* [Instructions to follow]:
Pull out each line below that contains the string "bicycle", copying every such line in full.

* [Dataset entries]:
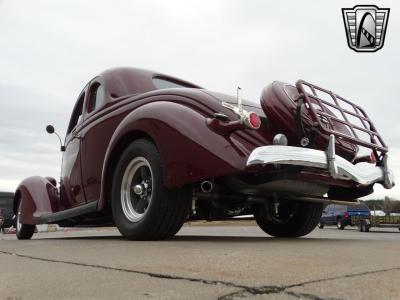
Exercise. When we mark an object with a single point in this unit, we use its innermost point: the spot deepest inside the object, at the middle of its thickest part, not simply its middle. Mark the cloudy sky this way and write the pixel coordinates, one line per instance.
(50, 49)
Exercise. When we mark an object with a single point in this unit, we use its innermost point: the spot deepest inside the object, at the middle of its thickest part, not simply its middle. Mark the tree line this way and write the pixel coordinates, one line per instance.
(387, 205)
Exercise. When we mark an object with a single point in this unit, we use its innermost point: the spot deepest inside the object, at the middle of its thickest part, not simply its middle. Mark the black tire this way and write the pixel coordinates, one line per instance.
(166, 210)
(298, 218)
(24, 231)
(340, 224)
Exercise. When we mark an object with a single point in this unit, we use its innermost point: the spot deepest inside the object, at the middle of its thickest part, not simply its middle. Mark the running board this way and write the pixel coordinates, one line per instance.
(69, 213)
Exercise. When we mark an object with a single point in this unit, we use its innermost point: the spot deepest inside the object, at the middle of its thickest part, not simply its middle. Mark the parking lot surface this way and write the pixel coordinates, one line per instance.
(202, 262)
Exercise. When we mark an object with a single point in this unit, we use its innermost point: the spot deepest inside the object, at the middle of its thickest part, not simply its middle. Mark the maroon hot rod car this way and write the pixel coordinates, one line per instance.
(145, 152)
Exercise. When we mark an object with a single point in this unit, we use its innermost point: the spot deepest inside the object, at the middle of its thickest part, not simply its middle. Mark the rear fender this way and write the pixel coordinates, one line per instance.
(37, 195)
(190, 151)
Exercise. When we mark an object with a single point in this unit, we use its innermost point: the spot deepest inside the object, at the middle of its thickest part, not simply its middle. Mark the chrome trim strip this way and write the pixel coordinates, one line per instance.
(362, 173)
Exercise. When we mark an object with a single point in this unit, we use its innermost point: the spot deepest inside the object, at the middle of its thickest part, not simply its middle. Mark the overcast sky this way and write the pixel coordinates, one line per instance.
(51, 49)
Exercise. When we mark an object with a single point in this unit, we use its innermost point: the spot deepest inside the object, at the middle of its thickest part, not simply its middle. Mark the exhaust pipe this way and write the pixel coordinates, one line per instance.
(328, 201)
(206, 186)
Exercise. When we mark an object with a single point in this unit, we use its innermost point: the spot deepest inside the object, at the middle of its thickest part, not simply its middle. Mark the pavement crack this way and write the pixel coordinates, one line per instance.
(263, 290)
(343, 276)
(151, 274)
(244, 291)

==

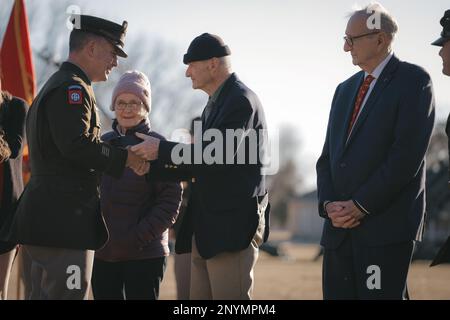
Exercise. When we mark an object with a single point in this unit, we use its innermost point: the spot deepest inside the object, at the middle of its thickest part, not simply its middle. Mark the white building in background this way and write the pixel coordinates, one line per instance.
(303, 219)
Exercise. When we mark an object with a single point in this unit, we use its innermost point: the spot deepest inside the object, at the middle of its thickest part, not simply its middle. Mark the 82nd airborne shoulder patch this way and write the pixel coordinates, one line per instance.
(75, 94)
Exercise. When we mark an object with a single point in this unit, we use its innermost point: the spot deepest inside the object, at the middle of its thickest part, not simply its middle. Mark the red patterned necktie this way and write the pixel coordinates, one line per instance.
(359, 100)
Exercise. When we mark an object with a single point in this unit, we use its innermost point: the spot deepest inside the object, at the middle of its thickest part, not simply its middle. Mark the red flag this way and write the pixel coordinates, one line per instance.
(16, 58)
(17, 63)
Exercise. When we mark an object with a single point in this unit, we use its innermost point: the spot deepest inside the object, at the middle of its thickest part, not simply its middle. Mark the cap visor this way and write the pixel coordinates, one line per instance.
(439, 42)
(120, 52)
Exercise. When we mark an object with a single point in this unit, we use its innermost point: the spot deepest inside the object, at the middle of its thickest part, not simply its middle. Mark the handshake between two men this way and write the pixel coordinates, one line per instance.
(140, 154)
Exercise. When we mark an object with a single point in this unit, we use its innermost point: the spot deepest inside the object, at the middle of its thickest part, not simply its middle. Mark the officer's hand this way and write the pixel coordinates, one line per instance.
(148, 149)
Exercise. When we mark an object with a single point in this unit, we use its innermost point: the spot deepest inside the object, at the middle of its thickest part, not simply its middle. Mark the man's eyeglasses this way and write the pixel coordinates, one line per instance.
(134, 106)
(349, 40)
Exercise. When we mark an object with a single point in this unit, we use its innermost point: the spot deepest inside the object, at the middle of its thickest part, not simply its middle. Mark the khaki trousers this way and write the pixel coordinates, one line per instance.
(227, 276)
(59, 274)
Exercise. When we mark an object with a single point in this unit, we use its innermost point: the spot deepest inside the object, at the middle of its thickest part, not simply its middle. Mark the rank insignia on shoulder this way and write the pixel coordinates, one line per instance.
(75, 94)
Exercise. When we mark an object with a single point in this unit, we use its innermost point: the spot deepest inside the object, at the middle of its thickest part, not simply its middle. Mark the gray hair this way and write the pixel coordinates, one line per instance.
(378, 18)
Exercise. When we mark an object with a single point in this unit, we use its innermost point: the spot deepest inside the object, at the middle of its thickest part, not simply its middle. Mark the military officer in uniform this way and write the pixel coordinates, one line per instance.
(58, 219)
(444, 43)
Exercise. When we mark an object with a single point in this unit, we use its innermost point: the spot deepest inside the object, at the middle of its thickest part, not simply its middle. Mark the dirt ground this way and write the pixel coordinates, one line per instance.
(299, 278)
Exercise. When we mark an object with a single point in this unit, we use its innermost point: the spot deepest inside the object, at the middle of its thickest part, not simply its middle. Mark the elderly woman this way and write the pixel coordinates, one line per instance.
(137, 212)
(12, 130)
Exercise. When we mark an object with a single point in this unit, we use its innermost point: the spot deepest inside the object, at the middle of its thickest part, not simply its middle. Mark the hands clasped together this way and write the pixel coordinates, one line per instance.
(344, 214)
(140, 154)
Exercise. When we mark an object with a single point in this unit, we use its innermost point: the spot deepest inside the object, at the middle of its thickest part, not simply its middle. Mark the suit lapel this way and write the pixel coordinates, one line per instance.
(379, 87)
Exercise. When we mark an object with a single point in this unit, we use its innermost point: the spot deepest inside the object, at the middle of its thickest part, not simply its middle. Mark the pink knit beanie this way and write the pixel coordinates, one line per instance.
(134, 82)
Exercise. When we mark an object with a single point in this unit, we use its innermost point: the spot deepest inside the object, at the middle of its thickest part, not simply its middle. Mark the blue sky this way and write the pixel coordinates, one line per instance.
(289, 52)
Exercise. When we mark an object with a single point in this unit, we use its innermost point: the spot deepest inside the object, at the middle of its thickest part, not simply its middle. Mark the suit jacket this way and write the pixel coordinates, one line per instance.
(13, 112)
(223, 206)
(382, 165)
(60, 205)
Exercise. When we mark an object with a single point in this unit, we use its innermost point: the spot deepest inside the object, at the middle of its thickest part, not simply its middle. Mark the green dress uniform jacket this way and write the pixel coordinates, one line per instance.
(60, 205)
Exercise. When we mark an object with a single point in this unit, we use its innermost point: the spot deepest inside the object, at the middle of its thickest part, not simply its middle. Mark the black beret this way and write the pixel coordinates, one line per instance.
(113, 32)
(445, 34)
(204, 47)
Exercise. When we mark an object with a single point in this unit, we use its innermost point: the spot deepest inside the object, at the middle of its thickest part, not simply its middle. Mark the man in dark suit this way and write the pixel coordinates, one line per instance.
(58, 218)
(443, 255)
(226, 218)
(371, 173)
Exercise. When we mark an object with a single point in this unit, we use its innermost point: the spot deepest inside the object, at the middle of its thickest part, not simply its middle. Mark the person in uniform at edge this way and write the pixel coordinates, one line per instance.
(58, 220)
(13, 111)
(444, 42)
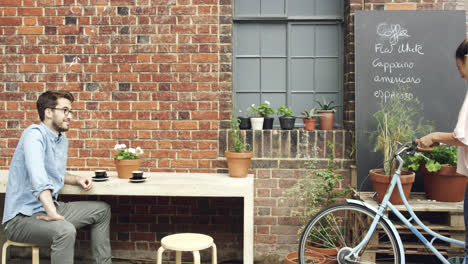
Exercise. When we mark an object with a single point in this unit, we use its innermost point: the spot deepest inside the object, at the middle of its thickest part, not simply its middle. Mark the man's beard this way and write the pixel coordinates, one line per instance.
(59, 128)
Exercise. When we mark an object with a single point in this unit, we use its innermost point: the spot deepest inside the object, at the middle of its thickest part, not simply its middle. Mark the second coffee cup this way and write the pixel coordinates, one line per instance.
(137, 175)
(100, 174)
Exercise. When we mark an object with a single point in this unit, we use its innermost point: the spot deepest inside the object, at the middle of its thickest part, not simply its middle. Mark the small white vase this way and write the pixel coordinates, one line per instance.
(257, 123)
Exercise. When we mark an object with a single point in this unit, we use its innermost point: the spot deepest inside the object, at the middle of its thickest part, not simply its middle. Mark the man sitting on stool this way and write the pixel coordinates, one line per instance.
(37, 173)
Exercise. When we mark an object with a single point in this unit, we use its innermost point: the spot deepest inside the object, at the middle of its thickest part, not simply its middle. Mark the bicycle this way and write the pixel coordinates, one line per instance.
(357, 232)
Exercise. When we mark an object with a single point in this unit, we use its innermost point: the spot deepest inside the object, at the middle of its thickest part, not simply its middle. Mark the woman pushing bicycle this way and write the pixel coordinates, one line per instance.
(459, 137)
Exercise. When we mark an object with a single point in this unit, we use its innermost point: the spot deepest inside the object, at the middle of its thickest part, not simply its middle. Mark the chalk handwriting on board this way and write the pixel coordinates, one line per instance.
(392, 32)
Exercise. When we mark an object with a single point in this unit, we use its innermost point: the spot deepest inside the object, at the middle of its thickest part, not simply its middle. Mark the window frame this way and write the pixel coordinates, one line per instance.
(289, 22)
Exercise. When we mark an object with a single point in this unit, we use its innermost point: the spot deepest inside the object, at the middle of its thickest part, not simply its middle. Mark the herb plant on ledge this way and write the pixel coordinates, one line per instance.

* [Right answer]:
Exercise. When we mark an object with a single point in this unit, we use its innermost point: the spot deepest inside the object, at the middle of its thickest part, not simply its middle. Mark the bicycle this way and write the pixel coordinates, one line per instance.
Exercise. When we mark an object with a single point in this unit, we use its innermost point: the spot deepest inside the object, at the middle of its thickest part, not simply its middle. Mark the woman pushing bicycle this way and write the pixel coordinates, one line per instance.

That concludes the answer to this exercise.